Reproduce word for word the portion of the data that opens with its first line and closes with the line containing "165L144 209L143 223L153", including both of those lines.

| INFORMATION |
-------------------------

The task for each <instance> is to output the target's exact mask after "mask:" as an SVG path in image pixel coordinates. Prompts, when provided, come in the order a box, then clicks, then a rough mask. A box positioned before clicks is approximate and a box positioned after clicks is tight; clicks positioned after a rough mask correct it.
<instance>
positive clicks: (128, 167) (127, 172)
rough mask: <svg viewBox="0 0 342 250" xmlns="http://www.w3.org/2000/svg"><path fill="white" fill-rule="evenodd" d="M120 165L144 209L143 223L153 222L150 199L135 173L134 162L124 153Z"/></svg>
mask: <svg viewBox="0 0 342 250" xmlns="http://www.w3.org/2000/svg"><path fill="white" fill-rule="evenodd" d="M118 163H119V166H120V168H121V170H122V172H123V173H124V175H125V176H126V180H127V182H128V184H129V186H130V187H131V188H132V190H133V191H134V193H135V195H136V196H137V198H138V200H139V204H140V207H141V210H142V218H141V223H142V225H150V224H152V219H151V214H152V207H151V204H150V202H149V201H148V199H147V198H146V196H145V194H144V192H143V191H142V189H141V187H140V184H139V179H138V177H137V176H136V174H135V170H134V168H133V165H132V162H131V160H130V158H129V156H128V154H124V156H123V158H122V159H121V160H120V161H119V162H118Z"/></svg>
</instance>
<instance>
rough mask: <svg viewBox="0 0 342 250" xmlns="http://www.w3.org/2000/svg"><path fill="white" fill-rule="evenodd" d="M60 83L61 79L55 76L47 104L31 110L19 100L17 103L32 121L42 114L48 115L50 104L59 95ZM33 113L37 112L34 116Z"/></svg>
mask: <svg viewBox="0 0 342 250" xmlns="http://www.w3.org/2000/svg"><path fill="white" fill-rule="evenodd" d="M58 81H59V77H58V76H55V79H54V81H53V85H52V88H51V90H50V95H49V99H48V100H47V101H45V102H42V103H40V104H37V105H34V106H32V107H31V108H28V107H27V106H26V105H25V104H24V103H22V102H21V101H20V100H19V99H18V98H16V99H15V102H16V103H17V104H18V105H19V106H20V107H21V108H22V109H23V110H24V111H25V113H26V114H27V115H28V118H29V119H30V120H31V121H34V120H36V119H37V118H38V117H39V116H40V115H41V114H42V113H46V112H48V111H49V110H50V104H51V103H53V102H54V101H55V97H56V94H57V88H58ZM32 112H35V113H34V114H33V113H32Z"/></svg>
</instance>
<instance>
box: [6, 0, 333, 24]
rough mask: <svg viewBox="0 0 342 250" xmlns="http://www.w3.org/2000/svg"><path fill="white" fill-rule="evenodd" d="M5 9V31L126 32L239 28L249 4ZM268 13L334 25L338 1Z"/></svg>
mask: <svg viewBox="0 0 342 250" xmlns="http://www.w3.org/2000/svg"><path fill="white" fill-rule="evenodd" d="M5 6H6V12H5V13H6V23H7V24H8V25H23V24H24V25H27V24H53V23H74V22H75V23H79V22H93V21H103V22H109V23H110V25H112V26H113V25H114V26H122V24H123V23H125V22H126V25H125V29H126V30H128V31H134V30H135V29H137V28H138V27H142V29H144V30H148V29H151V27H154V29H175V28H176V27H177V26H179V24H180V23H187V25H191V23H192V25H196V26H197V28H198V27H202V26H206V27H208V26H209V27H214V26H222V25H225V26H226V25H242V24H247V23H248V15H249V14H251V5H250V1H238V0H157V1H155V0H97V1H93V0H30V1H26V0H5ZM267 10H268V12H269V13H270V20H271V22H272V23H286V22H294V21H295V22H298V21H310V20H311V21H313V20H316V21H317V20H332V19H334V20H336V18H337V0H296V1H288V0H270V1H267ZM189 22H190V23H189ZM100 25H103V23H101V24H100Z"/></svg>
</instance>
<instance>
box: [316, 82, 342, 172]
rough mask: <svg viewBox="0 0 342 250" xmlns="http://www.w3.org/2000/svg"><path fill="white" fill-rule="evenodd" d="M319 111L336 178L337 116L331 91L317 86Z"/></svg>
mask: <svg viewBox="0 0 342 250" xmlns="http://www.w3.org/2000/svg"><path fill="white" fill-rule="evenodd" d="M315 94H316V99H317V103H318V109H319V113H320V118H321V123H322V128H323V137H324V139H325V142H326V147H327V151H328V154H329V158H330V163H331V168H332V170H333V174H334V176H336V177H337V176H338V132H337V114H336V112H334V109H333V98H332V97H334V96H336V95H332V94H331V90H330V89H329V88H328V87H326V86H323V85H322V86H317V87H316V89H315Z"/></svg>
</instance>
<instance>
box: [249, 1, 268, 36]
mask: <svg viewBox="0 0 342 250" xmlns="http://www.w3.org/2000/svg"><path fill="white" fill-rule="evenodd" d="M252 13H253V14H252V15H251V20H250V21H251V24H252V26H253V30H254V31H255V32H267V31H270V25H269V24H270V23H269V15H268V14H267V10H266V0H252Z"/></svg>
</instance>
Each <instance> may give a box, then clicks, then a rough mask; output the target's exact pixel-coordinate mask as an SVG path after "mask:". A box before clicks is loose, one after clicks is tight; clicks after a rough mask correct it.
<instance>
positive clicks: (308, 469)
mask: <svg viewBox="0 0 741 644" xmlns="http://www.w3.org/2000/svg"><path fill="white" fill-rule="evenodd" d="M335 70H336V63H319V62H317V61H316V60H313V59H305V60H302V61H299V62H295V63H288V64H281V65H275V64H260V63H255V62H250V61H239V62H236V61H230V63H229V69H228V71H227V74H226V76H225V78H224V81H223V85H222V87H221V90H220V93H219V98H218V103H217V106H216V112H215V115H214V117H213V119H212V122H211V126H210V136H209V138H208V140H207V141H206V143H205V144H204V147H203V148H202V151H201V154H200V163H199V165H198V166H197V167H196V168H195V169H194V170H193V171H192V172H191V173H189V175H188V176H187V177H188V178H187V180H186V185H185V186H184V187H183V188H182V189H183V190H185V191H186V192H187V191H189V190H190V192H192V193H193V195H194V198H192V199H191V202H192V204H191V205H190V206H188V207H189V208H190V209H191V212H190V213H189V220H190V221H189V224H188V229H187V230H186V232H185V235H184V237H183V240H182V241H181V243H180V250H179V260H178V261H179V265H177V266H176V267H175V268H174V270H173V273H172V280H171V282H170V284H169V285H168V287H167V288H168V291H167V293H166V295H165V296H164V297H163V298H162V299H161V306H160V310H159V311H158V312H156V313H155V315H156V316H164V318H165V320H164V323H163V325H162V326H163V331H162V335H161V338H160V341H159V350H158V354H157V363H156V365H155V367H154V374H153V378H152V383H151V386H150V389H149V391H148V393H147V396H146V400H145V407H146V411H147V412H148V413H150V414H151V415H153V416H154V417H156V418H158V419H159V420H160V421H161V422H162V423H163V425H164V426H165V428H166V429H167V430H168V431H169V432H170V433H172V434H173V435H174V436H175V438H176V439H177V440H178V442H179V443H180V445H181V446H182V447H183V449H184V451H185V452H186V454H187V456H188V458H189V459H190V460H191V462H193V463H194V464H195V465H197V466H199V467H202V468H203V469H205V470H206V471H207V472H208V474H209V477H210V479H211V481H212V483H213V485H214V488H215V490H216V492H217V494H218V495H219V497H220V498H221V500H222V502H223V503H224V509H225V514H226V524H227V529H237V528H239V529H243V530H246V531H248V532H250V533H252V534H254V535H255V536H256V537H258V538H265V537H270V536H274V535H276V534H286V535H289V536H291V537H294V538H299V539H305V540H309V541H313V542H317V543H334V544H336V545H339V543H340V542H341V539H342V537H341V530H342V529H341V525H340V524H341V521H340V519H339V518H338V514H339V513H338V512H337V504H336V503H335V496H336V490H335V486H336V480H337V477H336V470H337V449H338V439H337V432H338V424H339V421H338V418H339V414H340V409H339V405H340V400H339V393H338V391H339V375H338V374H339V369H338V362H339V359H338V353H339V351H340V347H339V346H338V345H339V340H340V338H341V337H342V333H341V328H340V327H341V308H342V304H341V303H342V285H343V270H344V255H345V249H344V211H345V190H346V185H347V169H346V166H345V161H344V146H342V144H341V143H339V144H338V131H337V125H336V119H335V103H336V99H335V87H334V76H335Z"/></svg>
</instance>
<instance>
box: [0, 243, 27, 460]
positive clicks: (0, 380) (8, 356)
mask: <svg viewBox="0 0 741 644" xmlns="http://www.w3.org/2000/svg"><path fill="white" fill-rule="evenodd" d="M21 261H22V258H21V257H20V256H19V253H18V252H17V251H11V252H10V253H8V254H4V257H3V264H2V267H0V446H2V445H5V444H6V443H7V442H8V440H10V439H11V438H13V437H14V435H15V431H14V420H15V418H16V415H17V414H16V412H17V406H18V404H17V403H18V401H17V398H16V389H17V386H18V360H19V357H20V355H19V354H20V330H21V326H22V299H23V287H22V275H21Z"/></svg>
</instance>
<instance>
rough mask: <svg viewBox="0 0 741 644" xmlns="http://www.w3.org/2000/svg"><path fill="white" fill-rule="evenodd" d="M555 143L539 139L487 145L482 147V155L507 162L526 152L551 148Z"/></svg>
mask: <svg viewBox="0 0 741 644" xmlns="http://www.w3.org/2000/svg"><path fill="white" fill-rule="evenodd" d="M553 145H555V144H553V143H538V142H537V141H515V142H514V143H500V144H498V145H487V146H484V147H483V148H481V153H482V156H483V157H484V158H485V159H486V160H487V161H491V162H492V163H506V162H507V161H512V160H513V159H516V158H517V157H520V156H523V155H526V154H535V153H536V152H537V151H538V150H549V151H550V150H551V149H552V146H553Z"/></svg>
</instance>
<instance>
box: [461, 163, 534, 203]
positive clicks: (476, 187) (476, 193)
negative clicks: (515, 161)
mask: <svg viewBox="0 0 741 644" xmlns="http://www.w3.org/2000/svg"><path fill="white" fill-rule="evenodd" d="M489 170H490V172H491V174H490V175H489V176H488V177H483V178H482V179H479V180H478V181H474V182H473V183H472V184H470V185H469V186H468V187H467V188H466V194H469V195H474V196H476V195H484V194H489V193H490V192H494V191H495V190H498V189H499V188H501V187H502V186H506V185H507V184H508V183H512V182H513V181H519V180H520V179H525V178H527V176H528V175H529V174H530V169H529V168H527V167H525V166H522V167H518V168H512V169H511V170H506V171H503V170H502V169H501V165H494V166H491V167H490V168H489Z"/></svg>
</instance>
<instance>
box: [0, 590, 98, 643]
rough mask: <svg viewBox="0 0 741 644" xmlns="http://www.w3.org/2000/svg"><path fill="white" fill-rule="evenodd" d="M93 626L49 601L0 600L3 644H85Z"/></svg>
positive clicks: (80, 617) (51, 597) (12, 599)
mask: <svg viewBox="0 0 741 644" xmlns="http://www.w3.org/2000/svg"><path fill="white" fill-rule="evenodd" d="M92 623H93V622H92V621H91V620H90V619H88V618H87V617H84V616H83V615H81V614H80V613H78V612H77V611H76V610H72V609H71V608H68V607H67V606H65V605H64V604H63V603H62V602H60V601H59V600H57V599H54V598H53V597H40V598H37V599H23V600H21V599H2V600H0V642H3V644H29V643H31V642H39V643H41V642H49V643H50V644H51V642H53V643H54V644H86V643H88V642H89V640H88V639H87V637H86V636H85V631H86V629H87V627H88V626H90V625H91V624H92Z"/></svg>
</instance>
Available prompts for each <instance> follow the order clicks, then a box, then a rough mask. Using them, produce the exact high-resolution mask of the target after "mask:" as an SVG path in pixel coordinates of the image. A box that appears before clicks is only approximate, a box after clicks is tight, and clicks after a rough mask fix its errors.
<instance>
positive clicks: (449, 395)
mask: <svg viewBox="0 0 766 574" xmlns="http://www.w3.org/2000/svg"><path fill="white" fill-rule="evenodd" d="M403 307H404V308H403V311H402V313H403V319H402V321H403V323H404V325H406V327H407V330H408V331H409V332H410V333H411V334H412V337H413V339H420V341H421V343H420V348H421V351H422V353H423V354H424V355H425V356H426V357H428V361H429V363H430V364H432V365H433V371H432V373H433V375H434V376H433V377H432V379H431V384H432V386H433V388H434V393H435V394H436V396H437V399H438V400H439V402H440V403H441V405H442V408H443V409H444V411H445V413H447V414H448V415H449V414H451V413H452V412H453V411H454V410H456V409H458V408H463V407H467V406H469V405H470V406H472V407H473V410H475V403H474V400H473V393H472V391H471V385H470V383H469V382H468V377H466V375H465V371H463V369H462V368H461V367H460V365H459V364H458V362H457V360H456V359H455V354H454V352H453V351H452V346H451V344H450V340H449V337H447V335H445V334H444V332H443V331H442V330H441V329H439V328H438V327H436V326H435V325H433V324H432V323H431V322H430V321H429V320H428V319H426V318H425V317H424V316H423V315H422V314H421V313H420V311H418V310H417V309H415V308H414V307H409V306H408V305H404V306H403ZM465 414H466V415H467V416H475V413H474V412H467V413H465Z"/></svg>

-------------------------

| RESPONSE TO THIS EXERCISE |
The task for each <instance> is to output the target's exact mask after "mask:" as an SVG path in image pixel coordinates. Prompts, when provided, come in the order a box, then clicks, then a rough mask. A box positioned before clicks is approximate and a box positioned after clicks is tight; clicks positioned after a rough mask correct it.
<instance>
positive clicks: (128, 167) (127, 172)
rough mask: <svg viewBox="0 0 342 250" xmlns="http://www.w3.org/2000/svg"><path fill="white" fill-rule="evenodd" d="M120 165L144 209L143 223L153 222L150 199L135 173L134 162L124 153Z"/></svg>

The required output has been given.